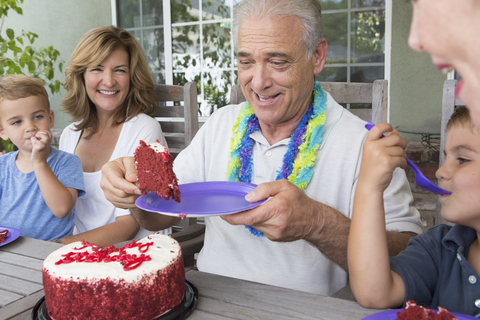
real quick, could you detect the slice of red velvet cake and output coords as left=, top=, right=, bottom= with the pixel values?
left=135, top=140, right=181, bottom=202
left=397, top=301, right=458, bottom=320
left=0, top=229, right=8, bottom=243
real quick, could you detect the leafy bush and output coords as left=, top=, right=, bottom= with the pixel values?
left=0, top=0, right=64, bottom=153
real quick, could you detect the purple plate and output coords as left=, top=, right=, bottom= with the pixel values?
left=363, top=309, right=477, bottom=319
left=0, top=226, right=21, bottom=247
left=135, top=181, right=266, bottom=217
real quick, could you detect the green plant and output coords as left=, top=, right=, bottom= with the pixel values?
left=0, top=0, right=64, bottom=153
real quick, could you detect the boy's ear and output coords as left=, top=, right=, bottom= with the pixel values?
left=49, top=110, right=55, bottom=128
left=0, top=127, right=9, bottom=141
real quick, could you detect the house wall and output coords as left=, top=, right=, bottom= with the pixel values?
left=5, top=0, right=447, bottom=139
left=390, top=1, right=447, bottom=141
left=4, top=0, right=112, bottom=130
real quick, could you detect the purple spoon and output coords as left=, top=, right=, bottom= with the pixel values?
left=365, top=122, right=451, bottom=195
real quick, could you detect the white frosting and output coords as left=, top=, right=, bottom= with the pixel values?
left=43, top=233, right=181, bottom=282
left=149, top=142, right=166, bottom=153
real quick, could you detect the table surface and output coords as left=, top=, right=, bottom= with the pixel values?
left=0, top=237, right=386, bottom=320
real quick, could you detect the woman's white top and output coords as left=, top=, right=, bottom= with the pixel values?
left=59, top=114, right=170, bottom=238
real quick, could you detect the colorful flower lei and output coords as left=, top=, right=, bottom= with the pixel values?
left=226, top=81, right=327, bottom=236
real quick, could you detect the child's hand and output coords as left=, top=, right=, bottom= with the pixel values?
left=359, top=123, right=407, bottom=193
left=30, top=130, right=52, bottom=163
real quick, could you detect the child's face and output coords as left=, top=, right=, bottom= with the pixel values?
left=436, top=124, right=480, bottom=227
left=0, top=95, right=54, bottom=152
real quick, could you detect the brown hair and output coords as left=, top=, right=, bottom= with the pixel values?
left=61, top=26, right=157, bottom=138
left=446, top=106, right=475, bottom=132
left=0, top=74, right=50, bottom=110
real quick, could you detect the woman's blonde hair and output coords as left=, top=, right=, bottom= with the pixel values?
left=62, top=26, right=157, bottom=137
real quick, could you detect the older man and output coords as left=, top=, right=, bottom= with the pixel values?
left=101, top=0, right=423, bottom=295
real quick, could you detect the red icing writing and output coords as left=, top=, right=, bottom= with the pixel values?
left=55, top=240, right=154, bottom=271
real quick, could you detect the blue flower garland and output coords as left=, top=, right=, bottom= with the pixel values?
left=226, top=81, right=328, bottom=236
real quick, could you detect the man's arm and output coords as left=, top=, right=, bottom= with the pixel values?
left=222, top=179, right=416, bottom=271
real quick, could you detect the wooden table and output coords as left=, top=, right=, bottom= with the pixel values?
left=0, top=237, right=61, bottom=320
left=0, top=237, right=385, bottom=320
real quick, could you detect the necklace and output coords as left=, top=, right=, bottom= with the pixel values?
left=226, top=81, right=327, bottom=236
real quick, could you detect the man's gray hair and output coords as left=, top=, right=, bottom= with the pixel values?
left=232, top=0, right=325, bottom=59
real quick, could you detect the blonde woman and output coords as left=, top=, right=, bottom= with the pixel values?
left=59, top=26, right=175, bottom=246
left=408, top=0, right=480, bottom=128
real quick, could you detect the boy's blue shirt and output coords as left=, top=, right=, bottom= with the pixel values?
left=390, top=224, right=480, bottom=317
left=0, top=147, right=85, bottom=241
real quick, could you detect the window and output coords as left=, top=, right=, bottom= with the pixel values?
left=116, top=0, right=385, bottom=116
left=316, top=0, right=385, bottom=84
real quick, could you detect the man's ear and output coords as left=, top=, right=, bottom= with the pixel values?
left=312, top=38, right=328, bottom=75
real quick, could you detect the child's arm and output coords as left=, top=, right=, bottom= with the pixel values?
left=60, top=214, right=140, bottom=247
left=348, top=123, right=408, bottom=309
left=31, top=131, right=78, bottom=218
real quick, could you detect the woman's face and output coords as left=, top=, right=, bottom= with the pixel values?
left=408, top=0, right=480, bottom=128
left=83, top=47, right=130, bottom=115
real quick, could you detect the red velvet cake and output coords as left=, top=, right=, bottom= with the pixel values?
left=42, top=233, right=185, bottom=320
left=0, top=229, right=8, bottom=243
left=135, top=140, right=181, bottom=202
left=397, top=301, right=458, bottom=320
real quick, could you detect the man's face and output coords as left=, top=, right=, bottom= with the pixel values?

[What to do] The answer must be an exact reproduction of the records, with every picture left out.

[Task answer]
real quick, could you detect the slice of red velvet cake and output coords as left=, top=, right=, bottom= with the pixel values?
left=135, top=140, right=181, bottom=202
left=397, top=301, right=458, bottom=320
left=0, top=229, right=8, bottom=243
real quick, could you detect the leafy bush and output coords as left=, top=, right=, bottom= with the pixel values?
left=0, top=0, right=64, bottom=153
real quick, could you detect the purple plate and output coords as left=, top=, right=, bottom= with the pixel values?
left=363, top=309, right=477, bottom=319
left=0, top=226, right=21, bottom=247
left=135, top=181, right=266, bottom=217
real quick, could you detect the green plant and output coords as left=, top=, right=, bottom= with the pixel values?
left=0, top=0, right=64, bottom=153
real quick, could you detect the boy's ear and output coords as left=, top=, right=, bottom= with the pixel values?
left=49, top=110, right=55, bottom=128
left=0, top=127, right=9, bottom=141
real quick, could you detect the house wall and output coords as left=, top=, right=, bottom= with the pixel values?
left=5, top=0, right=447, bottom=139
left=390, top=1, right=447, bottom=141
left=4, top=0, right=112, bottom=130
real quick, could you detect the purple spoon and output coords as left=, top=, right=, bottom= with the pixel values?
left=365, top=122, right=451, bottom=195
real quick, could you detect the white frosting and output coords as left=, top=, right=, bottom= with the pixel values?
left=43, top=233, right=181, bottom=282
left=149, top=142, right=166, bottom=153
real quick, could you detect the table surface and output coords as left=, top=, right=, bottom= with the pixel values?
left=0, top=237, right=386, bottom=320
real quick, could you detect the woman's white top and output coords as left=, top=, right=, bottom= with the pixel values?
left=59, top=114, right=170, bottom=238
real quick, could you detect the colorful flower lei and output coords as left=, top=, right=, bottom= with the pixel values?
left=226, top=81, right=327, bottom=236
real quick, could you detect the child's hand and output coords as left=, top=, right=, bottom= with the pixel values?
left=359, top=123, right=407, bottom=193
left=30, top=130, right=52, bottom=163
real quick, could you detect the child's face and output coords as left=, top=, right=, bottom= with the pixel values?
left=436, top=124, right=480, bottom=227
left=0, top=95, right=54, bottom=152
real quick, could you detect the brown hair and output coords as left=, top=, right=, bottom= with the pixel values?
left=61, top=26, right=157, bottom=138
left=446, top=106, right=475, bottom=132
left=0, top=74, right=50, bottom=110
real quick, could you detect the woman's blonde hair and output coords as left=, top=, right=, bottom= with the pixel values?
left=62, top=26, right=157, bottom=137
real quick, could you detect the older man and output coords as left=, top=, right=, bottom= with the pixel values?
left=101, top=0, right=423, bottom=295
real quick, could you detect the red icing writing and output coords as left=, top=, right=, bottom= with the pixel values?
left=55, top=240, right=154, bottom=271
real quick, could you detect the blue flower garland and output coords as left=, top=, right=, bottom= with the pixel values?
left=226, top=81, right=328, bottom=236
real quick, could you detect the man's arm and output coords as left=, top=, right=, bottom= with the pixel values?
left=222, top=179, right=416, bottom=271
real quick, could you detect the wooden table and output coords as left=, top=, right=, bottom= with the pixel values?
left=0, top=237, right=61, bottom=320
left=0, top=237, right=385, bottom=320
real quick, could you detect the necklace and output coords as left=, top=, right=, bottom= with the pixel values?
left=226, top=81, right=327, bottom=236
real quick, could you detect the man's gray hair and output coords as left=, top=, right=, bottom= with the pixel values?
left=232, top=0, right=325, bottom=59
real quick, could you detect the blonde woman and output coords as left=, top=, right=, bottom= with the pixel values?
left=59, top=26, right=175, bottom=246
left=408, top=0, right=480, bottom=128
real quick, could you detect the boy's blue shirt and output coords as left=, top=, right=, bottom= with the pixel values?
left=390, top=224, right=480, bottom=317
left=0, top=147, right=85, bottom=241
real quick, could you detect the window and output coords as left=, top=, right=, bottom= with the pixel values?
left=116, top=0, right=385, bottom=116
left=316, top=0, right=385, bottom=84
real quick, could you detect the man's ear and output coords as left=, top=, right=, bottom= with the pixel values?
left=312, top=38, right=328, bottom=75
real quick, could you detect the child's arm and output coords as left=, top=, right=, bottom= with the pixel values?
left=60, top=214, right=140, bottom=247
left=348, top=123, right=408, bottom=309
left=31, top=131, right=78, bottom=218
real quick, could you detect the woman's face and output coords as left=, top=, right=, bottom= with the pixel values?
left=408, top=0, right=480, bottom=128
left=83, top=47, right=130, bottom=115
real quick, could you detect the red velvet cake and output coords as left=, top=, right=, bottom= with the pixel values?
left=42, top=233, right=185, bottom=320
left=0, top=229, right=8, bottom=243
left=135, top=140, right=181, bottom=202
left=397, top=301, right=458, bottom=320
real quick, could you detect the man's face and output coords as left=, top=, right=, bottom= with the pixel values?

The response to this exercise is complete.